= Maria Crawford =

American geologist

Maria Luisa (Weecha) Crawford was an American geologist/petrologist. She was born on July 18, 1939, in Beverly, Massachusetts, and died on November 4, 2023, in Haverford, PA Obituary. In 1960, Crawford received a bachelor of arts degree in geology from Bryn Mawr College, located in Pennsylvania. 5 years later, she received her doctorate degree from the University of California at Berkeley, where she met her husband, William Crawford. Shortly after graduating, Crawford became employed by Bryn Mawr College in the department of geology. Throughout her career, she had a wide range of interests. She was known to be one of the first scientists to use the electron micro probe on metamorphic rocks. Crawford has also been interested in lunar petrology and geochemistry. In this field, she researched the crystallization of lava that seemed to fill craters on the moon.

== Personal interests ==
Maria Luisa Crawford first became interested in geoscience after taking an introductory geology class to fill her science option requirement at Bryn Mawr College. This sparked interest led her to dedicate her life to the geoscience field. In 1960, Crawford took a year off between her undergraduate and graduate studies in which she travelled to Norway. This introduction to travel began a lifelong passion that led her to study in the remote areas of Alaska and British Columbia. Upon her return to graduate school Crawford met her husband, fellow geologist, William A. Crawford. The two married while in graduate school and worked together, teaching geology, at Bryn Mawr. Despite retiring from Bryn Mawr College in 2006, Crawford has remained an active member of the geoscience community. Her passion for travel and geology motivates her to continue working with school groups and undergraduate students. Today she often travels with student groups to many different countries to study geology.

**BRIEF 1:**
Decide whether each statement agrees with the Maria Crawford profile. Answer yes or no, and quote the words from the profile that decide it. (a) Crawford earned her bachelor's degree in geology from Bryn Mawr College in 1960. (b) Crawford met her husband while studying at Bryn Mawr College. (c) Crawford retired from Bryn Mawr College in 2006.
**BRIEF 2:**
Write a continuation of the Maria Crawford profile, starting after its final sentence.

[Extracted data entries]
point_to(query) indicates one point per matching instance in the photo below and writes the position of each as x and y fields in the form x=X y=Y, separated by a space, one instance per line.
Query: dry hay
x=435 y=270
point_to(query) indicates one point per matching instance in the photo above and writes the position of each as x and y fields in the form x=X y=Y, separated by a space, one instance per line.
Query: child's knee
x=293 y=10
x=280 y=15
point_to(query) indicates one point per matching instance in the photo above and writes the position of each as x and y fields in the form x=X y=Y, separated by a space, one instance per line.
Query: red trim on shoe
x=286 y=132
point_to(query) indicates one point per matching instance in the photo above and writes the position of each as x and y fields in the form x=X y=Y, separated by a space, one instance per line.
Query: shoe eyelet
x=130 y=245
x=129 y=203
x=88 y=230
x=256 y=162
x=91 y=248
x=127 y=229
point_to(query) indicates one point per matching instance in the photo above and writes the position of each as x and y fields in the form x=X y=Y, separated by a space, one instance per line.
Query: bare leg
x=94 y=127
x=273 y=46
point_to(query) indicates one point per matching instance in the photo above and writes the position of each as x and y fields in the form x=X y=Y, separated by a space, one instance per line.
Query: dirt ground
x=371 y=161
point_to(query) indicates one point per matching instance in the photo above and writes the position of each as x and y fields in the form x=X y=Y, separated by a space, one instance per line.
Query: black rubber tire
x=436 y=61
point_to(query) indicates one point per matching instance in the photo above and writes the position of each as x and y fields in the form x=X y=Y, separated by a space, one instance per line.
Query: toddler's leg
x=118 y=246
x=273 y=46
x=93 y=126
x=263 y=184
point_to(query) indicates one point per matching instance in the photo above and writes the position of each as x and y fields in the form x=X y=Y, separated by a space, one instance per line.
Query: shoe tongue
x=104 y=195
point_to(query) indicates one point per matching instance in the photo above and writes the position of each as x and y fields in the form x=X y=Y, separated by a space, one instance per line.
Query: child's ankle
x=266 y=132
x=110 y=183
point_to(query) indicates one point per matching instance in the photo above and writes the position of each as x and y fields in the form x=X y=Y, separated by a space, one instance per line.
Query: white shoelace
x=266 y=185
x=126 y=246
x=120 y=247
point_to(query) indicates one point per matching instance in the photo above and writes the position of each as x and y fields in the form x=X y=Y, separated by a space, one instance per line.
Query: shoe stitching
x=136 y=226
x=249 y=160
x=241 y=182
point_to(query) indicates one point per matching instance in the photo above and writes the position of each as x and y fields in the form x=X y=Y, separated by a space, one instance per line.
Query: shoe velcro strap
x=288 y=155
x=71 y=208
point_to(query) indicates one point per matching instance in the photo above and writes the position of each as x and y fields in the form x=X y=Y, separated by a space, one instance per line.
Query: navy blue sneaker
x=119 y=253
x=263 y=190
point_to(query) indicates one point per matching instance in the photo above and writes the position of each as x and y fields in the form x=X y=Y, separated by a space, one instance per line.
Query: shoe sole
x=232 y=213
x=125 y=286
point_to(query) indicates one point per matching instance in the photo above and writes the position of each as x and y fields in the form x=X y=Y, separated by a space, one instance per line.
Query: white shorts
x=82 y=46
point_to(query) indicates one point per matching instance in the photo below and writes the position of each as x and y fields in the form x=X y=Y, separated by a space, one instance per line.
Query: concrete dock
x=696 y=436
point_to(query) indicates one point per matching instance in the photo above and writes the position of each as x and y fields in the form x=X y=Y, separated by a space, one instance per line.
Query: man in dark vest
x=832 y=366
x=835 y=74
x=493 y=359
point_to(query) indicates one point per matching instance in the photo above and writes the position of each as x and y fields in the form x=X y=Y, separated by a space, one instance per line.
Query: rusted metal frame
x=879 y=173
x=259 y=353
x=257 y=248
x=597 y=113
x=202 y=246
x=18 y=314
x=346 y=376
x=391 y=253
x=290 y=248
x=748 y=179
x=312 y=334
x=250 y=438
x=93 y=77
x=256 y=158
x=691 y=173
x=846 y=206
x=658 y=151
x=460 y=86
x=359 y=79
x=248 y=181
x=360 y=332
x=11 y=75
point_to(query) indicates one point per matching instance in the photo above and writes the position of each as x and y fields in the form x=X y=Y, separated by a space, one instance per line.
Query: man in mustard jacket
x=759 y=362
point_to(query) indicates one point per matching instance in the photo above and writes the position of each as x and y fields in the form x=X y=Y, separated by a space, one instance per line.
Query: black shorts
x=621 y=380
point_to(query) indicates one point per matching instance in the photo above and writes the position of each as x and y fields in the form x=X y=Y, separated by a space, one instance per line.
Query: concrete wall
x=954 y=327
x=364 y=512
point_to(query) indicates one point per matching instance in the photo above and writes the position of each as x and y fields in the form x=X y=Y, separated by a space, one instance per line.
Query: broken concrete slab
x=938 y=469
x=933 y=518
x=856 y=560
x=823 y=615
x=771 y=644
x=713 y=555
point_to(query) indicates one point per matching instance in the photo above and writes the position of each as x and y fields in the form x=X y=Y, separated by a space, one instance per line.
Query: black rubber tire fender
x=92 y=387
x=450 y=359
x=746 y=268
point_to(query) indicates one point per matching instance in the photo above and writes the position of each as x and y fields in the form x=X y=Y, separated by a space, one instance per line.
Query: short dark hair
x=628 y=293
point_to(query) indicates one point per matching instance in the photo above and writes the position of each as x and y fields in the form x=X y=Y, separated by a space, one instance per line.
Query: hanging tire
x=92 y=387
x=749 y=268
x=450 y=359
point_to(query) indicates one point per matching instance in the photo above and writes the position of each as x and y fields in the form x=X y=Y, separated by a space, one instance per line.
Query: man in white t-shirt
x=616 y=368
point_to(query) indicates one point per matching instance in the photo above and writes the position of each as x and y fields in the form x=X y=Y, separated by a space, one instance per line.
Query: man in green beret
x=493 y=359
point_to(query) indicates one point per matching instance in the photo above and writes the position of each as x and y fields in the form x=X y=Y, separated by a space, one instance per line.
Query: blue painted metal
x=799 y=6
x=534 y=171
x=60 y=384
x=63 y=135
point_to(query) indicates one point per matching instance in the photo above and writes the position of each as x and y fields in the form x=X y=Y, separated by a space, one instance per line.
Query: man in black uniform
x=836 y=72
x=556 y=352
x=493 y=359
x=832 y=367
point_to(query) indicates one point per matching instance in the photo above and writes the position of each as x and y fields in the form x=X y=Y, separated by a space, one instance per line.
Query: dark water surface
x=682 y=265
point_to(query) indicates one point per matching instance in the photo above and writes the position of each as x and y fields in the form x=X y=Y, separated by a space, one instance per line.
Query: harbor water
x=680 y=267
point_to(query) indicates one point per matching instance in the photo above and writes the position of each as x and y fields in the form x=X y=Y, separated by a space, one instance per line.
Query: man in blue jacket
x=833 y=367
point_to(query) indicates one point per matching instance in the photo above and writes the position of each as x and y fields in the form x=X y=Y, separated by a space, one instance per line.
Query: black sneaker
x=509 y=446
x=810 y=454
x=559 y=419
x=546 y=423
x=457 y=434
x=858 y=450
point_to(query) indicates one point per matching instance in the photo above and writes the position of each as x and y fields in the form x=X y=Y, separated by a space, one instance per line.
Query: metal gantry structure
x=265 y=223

**TASK OUTPUT 1:**
(a) Yes: "In 1960, Crawford received a bachelor of arts degree in geology from Bryn Mawr College, located in Pennsylvania."
(b) No: "she received her doctorate degree from the University of California at Berkeley, where she met her husband, William Crawford."
(c) Yes: "Despite retiring from Bryn Mawr College in 2006, Crawford has remained an active member of the geoscience community."

**TASK OUTPUT 2:**
Crawford is also an advocate for women in science. She and her husband founded the Crawford Field Camp Scholarship, awarded by the Association of Women Geoscientists to women pursuing careers in geoscience. Being one of few women in her field, she recognizes the difficulty of working in a male-dominated profession and uses her experience to mentor and open doors for young women.

== Education ==
As previously mentioned Maria Luisa Crawford first attended Bryn Mawr College in Pennsylvania, where she took a geology class as an option but realized she really enjoyed it, so she eventually switched her major to geology. In 1960, Crawford graduated with a Bachelor of Arts degree in geology from Bryn Mawr College. In 1960–1961, she did a Fulbright Fellowship at the University of Oslo in Norway before she began her graduate studies. While in Norway, she also worked for a museum and helped with mineralogical studies. Crawford enjoyed graduate school mostly because she was able to learn and focus on metamorphic petrology. In 1965 she received her doctorate from the University of California, Berkeley. Shortly after, she became a geology professor at Bryn Mawr College and in 1985–1992 and was named the William R. Kenan Jr. Eminent Professor of Geology.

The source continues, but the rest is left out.